Begin

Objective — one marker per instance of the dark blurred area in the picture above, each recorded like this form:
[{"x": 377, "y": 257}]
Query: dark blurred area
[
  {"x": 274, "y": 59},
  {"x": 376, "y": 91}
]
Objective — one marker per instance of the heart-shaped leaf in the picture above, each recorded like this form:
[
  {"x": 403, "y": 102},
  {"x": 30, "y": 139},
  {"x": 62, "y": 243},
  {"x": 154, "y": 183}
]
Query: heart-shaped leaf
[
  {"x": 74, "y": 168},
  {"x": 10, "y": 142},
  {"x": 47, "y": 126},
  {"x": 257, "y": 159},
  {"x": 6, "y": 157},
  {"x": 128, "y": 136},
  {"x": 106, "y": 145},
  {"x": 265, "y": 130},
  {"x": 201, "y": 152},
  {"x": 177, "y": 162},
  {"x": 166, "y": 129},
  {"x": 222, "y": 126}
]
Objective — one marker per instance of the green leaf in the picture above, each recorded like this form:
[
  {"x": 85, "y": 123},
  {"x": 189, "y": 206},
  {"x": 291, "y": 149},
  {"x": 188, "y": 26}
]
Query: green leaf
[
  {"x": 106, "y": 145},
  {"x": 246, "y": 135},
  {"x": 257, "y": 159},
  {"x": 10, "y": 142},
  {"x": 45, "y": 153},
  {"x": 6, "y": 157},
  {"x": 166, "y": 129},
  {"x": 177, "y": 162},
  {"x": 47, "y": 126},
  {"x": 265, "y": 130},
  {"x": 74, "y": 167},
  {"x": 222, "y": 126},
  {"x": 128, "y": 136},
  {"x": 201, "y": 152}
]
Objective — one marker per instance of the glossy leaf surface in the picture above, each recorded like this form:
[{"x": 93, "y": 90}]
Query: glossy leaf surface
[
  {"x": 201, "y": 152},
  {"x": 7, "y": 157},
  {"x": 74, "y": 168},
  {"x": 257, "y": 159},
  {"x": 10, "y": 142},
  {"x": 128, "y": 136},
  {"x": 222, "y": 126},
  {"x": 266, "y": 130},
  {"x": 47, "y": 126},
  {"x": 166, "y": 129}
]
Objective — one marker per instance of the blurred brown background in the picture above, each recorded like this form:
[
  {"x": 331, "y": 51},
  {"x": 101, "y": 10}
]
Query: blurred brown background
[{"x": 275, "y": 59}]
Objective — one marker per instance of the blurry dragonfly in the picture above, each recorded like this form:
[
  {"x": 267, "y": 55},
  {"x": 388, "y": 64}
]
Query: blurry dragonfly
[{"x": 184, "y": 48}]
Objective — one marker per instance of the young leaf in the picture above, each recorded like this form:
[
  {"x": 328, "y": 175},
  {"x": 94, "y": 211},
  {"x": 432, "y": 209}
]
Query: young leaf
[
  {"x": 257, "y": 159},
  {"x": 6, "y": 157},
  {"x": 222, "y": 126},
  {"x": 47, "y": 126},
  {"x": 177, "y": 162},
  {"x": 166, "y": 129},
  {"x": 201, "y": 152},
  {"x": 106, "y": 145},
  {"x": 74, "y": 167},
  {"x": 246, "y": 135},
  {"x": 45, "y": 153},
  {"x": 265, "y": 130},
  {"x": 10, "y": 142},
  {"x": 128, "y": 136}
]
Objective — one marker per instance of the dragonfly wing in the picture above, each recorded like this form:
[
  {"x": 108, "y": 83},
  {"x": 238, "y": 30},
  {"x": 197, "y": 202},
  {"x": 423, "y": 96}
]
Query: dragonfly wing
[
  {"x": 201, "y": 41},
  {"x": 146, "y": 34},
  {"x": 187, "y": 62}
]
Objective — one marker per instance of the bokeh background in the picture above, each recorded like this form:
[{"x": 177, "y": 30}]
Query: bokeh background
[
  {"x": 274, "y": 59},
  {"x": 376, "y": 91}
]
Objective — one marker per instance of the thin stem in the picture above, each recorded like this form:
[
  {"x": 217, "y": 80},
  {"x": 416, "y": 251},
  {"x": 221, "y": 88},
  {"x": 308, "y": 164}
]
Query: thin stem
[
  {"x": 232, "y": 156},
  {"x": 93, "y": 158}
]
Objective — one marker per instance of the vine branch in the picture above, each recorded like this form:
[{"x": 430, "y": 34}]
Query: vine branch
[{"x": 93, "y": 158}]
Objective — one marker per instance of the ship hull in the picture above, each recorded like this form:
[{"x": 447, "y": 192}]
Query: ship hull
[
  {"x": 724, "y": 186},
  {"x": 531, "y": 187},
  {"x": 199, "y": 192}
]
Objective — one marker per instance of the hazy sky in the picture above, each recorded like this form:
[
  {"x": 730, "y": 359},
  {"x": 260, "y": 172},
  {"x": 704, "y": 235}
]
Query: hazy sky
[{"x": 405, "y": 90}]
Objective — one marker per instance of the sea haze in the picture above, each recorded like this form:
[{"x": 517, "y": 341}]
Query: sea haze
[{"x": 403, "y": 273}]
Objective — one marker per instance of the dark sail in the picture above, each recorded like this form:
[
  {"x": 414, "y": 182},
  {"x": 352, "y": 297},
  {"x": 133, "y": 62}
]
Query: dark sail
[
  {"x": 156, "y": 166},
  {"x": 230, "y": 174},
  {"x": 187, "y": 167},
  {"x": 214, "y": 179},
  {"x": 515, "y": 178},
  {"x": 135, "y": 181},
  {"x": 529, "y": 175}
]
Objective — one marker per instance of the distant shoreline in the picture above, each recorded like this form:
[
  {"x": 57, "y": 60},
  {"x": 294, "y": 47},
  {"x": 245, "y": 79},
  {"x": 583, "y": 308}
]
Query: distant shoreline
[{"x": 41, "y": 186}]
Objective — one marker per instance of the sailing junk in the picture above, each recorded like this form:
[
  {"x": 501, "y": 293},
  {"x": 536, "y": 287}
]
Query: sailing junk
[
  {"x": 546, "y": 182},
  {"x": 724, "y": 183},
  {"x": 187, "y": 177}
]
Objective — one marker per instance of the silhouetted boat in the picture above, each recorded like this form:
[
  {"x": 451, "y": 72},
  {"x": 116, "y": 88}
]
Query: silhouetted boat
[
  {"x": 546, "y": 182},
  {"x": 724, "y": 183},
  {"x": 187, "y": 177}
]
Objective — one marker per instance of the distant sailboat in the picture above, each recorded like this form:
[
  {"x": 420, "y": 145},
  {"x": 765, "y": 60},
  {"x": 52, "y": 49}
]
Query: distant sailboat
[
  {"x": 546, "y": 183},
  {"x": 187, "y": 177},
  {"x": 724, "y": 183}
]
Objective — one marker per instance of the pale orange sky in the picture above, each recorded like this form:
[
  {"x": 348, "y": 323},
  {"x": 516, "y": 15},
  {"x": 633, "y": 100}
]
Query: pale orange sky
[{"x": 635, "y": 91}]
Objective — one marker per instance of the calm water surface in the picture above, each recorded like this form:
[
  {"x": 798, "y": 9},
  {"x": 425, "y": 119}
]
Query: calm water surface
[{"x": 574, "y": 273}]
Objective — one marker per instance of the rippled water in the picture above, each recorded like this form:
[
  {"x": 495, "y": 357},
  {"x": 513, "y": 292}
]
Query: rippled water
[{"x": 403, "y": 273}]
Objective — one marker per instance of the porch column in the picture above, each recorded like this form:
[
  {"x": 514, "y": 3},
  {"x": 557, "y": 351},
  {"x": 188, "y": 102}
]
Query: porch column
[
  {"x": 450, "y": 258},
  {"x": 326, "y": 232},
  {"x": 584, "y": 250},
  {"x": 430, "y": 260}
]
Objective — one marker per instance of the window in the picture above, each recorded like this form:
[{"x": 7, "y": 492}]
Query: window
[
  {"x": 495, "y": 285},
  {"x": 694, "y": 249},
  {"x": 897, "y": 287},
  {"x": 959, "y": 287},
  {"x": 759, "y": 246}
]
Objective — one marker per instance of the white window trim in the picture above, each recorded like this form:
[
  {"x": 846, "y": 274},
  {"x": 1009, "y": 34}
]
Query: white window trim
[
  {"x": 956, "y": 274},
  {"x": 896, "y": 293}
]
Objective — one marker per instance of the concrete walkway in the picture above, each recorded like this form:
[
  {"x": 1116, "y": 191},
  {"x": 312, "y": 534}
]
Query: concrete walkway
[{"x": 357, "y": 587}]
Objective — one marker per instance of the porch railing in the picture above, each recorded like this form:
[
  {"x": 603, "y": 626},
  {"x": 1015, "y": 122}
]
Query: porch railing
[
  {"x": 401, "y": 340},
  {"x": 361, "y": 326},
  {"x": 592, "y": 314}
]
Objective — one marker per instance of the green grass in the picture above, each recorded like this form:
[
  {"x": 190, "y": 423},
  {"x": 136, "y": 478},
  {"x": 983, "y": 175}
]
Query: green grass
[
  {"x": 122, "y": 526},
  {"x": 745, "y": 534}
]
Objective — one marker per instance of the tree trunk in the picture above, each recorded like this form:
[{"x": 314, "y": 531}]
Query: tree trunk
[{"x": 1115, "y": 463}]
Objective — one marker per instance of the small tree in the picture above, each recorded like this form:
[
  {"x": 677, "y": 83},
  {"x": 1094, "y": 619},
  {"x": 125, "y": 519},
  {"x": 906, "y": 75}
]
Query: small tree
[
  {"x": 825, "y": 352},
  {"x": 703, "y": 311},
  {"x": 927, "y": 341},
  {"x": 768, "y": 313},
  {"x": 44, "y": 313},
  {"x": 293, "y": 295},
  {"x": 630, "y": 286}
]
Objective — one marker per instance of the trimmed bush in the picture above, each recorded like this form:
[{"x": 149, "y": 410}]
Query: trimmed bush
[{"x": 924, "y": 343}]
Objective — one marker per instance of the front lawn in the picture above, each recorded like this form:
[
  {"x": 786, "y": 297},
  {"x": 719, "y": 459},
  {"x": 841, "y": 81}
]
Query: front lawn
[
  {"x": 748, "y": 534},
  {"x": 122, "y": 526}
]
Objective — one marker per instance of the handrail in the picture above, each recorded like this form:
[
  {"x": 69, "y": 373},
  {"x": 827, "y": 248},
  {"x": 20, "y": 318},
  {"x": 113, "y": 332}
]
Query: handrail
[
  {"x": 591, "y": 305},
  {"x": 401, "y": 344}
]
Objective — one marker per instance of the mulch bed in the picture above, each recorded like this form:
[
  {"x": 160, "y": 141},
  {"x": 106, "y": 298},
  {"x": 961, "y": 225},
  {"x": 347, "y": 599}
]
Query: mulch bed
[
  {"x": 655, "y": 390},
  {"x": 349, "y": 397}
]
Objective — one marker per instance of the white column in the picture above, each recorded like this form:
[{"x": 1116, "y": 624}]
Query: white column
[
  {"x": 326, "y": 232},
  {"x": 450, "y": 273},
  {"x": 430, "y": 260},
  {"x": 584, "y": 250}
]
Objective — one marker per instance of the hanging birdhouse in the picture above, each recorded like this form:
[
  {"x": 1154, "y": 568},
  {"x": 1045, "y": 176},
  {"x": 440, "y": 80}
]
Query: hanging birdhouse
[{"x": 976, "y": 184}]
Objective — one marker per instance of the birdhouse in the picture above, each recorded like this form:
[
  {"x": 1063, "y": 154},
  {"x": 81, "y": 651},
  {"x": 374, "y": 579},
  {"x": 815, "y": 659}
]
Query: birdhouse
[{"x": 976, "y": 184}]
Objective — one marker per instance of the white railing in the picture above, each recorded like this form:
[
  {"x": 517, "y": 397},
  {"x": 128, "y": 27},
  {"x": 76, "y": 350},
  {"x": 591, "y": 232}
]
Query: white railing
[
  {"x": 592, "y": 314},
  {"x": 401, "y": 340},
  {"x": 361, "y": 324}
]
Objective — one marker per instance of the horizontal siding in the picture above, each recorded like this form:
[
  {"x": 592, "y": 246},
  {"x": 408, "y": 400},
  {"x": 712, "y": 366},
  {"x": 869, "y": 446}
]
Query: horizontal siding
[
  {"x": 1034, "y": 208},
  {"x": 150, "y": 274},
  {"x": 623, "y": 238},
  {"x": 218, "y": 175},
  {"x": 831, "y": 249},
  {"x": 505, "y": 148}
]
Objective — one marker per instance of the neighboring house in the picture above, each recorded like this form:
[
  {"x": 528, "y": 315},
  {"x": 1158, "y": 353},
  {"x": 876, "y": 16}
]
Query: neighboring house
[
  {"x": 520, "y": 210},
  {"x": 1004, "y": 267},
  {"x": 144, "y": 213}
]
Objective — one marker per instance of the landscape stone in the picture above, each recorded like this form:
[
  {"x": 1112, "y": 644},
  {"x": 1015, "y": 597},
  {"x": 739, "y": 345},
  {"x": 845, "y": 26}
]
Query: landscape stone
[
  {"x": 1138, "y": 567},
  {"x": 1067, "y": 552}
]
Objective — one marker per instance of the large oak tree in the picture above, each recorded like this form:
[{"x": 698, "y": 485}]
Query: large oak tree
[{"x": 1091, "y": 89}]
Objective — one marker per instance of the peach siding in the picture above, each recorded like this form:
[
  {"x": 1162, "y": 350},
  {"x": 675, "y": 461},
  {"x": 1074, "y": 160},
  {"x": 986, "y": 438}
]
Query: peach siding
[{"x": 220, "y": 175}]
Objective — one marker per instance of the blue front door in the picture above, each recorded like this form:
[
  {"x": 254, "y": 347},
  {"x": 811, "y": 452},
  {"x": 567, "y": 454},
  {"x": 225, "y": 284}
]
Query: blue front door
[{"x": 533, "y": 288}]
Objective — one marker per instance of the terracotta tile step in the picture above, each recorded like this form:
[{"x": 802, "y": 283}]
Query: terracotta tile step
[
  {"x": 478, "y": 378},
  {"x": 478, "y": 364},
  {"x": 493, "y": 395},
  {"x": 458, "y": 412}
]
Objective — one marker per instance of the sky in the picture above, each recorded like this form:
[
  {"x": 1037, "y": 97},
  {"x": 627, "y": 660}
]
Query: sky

End

* _Directions for this task_:
Reproduce the records above exactly, starting with the line that contains "Objective — one marker per instance of the peach" and ending with the last line.

* _Written response_:
Objective — one marker per instance of the peach siding in the picture above, each recorded like this form:
[
  {"x": 1162, "y": 350},
  {"x": 675, "y": 461},
  {"x": 1074, "y": 160},
  {"x": 986, "y": 438}
]
Query: peach siding
[{"x": 220, "y": 175}]
Objective — one marker per instance of the blue front door in the picture above, each recorded like this form:
[
  {"x": 254, "y": 347},
  {"x": 811, "y": 452},
  {"x": 567, "y": 454},
  {"x": 225, "y": 284}
]
Query: blue front door
[{"x": 533, "y": 288}]
Objective — one marker per instance of the terracotta tile step in the picture above, each recorded like this form:
[{"x": 802, "y": 283}]
Query: terracotta tile step
[
  {"x": 478, "y": 378},
  {"x": 478, "y": 364},
  {"x": 493, "y": 395},
  {"x": 458, "y": 412}
]
Objective — one marker per instance of the sky in the picture above, each recorded like this form:
[
  {"x": 1037, "y": 97},
  {"x": 627, "y": 660}
]
Query: sky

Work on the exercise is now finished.